• [GOAL] Print, unchanged, the stretch of the material below from the line containing "19 jersey in" through the line containing "column 356, row 486".

• [DATASET RECORDS]
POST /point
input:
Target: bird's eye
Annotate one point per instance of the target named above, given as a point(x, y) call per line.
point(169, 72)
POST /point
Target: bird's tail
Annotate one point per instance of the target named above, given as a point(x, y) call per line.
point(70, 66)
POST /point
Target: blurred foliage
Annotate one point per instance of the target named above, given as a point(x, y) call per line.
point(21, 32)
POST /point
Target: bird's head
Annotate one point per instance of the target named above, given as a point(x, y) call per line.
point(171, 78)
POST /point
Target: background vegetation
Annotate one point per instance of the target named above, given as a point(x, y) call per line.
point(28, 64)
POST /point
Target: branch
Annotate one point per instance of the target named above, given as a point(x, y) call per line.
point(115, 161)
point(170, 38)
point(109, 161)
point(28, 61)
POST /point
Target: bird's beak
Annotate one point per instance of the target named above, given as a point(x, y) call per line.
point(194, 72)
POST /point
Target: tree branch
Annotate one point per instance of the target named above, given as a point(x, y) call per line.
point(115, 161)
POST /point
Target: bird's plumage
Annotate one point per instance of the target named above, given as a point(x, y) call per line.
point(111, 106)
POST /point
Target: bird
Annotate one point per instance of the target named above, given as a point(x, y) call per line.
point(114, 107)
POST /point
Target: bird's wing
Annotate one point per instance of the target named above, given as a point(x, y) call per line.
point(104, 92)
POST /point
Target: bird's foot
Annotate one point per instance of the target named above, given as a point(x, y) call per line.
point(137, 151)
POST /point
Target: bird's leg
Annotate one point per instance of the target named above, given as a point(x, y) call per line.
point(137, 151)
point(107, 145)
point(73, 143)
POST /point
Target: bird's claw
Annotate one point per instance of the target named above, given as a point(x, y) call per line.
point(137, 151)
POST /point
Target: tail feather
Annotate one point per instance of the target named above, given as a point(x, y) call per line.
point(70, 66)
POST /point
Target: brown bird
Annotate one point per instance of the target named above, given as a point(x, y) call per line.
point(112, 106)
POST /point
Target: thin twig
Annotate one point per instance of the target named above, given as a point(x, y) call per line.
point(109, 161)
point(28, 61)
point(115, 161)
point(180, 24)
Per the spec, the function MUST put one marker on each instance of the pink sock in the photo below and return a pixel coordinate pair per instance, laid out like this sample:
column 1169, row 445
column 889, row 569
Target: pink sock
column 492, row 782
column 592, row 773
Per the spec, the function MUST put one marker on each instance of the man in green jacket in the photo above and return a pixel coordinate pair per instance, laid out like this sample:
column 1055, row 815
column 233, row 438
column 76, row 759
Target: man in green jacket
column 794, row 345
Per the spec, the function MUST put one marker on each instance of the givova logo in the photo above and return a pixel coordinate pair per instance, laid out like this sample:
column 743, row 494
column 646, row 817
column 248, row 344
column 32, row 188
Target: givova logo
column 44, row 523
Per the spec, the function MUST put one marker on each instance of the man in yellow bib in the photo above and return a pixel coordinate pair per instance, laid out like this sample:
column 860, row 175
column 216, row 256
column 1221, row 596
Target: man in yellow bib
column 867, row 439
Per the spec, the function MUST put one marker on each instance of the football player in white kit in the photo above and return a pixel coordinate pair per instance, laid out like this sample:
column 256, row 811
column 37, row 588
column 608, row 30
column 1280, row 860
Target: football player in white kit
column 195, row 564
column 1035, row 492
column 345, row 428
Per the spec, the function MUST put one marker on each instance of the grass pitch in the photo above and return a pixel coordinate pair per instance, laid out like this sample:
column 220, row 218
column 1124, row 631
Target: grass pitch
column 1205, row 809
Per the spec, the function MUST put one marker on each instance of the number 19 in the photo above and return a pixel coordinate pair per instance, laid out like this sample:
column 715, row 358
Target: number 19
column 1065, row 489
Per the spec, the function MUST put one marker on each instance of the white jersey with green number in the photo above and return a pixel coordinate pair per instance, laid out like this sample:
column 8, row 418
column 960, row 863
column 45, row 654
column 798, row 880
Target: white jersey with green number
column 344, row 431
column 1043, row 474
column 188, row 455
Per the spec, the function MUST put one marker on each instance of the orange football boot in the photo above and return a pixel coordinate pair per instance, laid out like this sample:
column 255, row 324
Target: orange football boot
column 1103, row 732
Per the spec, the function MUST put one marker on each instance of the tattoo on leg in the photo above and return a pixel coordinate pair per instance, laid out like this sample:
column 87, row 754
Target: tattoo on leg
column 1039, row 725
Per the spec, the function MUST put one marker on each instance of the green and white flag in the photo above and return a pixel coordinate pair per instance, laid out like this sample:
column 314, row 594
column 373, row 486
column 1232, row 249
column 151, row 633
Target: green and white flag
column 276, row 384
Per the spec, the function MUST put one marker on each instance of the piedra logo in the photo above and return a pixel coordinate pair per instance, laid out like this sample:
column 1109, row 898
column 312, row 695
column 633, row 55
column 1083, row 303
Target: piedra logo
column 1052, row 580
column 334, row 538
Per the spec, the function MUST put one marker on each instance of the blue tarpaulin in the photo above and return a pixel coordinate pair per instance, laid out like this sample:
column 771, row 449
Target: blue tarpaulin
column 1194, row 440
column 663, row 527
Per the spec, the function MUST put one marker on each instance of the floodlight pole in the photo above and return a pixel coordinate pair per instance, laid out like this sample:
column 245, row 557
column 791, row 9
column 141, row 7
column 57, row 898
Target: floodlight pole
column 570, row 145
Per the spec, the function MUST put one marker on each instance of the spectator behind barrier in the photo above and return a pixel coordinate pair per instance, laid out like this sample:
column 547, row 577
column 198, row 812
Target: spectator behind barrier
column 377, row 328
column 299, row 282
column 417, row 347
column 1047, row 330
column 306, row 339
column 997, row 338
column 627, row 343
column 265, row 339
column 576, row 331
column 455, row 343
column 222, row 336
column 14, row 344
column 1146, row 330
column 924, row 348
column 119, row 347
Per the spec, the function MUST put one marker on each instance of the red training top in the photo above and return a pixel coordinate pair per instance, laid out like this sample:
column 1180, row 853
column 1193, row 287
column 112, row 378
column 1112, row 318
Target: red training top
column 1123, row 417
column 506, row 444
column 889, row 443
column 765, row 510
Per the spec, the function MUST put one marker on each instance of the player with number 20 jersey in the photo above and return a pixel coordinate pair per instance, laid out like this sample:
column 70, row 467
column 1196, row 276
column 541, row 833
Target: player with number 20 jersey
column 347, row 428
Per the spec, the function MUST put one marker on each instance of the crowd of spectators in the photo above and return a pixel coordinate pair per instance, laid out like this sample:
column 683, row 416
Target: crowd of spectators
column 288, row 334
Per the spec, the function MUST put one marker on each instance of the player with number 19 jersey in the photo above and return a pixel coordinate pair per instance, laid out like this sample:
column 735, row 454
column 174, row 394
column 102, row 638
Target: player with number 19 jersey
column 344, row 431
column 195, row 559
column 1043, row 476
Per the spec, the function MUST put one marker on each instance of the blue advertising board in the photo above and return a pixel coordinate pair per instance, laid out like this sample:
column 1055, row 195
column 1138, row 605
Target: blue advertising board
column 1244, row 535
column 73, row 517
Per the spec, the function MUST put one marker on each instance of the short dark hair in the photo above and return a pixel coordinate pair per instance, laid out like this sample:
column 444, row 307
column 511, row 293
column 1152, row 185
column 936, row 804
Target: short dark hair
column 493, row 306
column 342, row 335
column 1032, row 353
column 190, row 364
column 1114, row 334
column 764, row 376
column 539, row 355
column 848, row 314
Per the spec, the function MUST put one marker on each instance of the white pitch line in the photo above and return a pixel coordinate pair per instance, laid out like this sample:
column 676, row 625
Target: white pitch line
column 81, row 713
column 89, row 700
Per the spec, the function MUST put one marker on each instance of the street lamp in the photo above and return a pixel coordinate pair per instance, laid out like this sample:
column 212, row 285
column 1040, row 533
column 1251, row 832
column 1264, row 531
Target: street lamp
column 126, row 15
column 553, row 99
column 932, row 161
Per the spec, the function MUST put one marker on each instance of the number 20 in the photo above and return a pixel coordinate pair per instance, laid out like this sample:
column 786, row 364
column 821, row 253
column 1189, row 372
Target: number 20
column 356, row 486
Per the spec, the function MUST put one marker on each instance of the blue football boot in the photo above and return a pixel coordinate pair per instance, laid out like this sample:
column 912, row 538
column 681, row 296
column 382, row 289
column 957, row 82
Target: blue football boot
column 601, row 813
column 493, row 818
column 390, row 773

• [IN RESPONSE]
Per the spec, the function MUST put one marker on each instance of the player with number 19 jersey in the photo above and return a pixel coordinate pair per instance, laid out like this sample:
column 735, row 454
column 174, row 394
column 102, row 638
Target: player with number 19 jersey
column 344, row 431
column 195, row 559
column 1043, row 476
Per the spec, the function MUST put one marker on each instance of the blue advertising board in the photo above and return a pixel coordinate pair per instance, laid out like this sample:
column 1055, row 195
column 1138, row 605
Target: blue advertising board
column 1244, row 535
column 73, row 517
Per the spec, the function MUST put one marker on each instance of the short dark hair in the photo above and return a pixel coordinate pair per instance, laid out like this sample:
column 444, row 307
column 511, row 293
column 1152, row 185
column 936, row 804
Target: short dark hair
column 493, row 306
column 342, row 335
column 1032, row 353
column 190, row 364
column 1114, row 334
column 764, row 376
column 539, row 355
column 848, row 314
Per the spec, the function MUST put one marker on each instance of the white pitch line in the photo above and return a pixel coordinate pair per instance, laid out like this sample:
column 676, row 625
Target: white pitch line
column 81, row 713
column 89, row 700
Per the spec, the function MUST put one marker on each instance of the street lamp in the photo above and return a pixel coordinate pair per instance, laid out like this sample:
column 212, row 285
column 1040, row 533
column 1251, row 832
column 1264, row 531
Target: street lamp
column 126, row 15
column 553, row 99
column 932, row 161
Per the spec, the function MUST put one marker on each instance of the number 20 in the photo above and return a pixel coordinate pair per instance, laid out like this sample:
column 786, row 364
column 821, row 253
column 1189, row 372
Target: number 20
column 356, row 486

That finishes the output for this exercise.